*Problem*
Among the records, which lines include "below"? List them.

*Provided data*
================================

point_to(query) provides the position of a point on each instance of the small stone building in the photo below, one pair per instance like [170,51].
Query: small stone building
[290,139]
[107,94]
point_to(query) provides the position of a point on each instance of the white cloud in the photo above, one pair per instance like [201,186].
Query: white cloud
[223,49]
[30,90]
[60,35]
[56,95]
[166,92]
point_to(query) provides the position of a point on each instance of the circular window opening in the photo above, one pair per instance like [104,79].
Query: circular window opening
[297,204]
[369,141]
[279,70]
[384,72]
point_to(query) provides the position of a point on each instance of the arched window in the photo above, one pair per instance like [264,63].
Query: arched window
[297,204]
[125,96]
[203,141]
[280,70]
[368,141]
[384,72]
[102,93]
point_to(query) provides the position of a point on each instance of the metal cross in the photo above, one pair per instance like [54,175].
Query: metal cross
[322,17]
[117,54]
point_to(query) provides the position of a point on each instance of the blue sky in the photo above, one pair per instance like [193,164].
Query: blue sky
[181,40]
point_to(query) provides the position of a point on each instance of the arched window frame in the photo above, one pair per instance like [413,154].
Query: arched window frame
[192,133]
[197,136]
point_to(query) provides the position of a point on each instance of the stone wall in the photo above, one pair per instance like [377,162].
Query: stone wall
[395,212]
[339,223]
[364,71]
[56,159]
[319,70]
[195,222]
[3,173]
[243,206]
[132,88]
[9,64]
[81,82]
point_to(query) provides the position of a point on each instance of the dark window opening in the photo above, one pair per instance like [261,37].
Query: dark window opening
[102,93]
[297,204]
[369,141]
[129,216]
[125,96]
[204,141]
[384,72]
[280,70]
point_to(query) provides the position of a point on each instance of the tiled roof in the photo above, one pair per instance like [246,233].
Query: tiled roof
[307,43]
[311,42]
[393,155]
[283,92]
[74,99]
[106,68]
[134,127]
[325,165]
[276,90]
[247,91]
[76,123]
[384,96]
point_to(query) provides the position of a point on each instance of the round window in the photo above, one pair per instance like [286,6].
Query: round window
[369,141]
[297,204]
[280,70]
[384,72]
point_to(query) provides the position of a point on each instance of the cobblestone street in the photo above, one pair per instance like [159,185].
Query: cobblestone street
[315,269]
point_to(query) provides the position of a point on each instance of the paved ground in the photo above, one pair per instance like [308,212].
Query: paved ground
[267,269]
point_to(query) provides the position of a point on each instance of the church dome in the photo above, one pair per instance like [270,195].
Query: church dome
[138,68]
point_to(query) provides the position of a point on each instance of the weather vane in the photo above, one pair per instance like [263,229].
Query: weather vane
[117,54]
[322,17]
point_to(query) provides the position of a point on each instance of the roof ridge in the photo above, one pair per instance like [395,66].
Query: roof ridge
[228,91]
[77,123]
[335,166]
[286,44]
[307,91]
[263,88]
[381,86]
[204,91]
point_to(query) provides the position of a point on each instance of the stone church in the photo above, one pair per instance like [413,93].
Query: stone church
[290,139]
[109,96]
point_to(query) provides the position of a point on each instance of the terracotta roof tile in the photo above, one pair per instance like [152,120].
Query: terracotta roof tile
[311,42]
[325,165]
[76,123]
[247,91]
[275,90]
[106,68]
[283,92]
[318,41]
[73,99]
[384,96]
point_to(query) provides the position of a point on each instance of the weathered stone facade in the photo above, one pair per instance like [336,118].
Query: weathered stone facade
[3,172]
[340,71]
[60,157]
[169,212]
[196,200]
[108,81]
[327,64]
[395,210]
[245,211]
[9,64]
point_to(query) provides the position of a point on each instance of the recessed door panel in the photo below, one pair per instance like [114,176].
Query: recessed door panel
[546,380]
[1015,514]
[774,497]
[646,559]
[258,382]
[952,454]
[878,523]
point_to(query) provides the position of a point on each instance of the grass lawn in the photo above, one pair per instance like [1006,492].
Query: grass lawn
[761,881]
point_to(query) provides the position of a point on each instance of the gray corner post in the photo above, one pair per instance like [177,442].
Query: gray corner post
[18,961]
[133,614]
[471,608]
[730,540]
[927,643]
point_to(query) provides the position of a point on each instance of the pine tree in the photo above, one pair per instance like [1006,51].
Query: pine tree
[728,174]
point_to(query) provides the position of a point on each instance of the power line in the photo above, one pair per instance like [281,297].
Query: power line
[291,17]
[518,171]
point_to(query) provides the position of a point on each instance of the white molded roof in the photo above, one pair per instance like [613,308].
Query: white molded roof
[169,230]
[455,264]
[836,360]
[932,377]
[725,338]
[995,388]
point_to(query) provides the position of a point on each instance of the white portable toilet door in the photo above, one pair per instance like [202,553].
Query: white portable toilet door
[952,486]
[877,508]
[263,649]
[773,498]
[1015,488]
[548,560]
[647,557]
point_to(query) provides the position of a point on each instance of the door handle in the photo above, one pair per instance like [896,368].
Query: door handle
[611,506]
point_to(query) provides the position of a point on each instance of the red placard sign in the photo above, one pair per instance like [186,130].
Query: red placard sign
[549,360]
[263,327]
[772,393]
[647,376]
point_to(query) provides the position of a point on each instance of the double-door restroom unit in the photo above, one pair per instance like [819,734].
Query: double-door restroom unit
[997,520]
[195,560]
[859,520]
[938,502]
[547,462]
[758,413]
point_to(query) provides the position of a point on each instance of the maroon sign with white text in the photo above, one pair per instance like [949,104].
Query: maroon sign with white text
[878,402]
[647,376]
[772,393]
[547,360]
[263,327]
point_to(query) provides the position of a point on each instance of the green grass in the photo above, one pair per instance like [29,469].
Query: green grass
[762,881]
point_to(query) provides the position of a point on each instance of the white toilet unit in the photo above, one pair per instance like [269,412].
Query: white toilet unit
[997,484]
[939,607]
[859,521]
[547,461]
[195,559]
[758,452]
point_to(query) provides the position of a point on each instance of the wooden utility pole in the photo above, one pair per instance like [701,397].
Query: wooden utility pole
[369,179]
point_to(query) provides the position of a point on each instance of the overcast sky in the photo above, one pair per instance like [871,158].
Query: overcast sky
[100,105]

================================

*Answer section*
point_to(query) provides the position of a point on each instance of the small stone building in the photo below, one pair per instance like [170,51].
point_to(query) provides the position of a point on each instance of the recessed door panel in the photo below, one pair per instance like [114,176].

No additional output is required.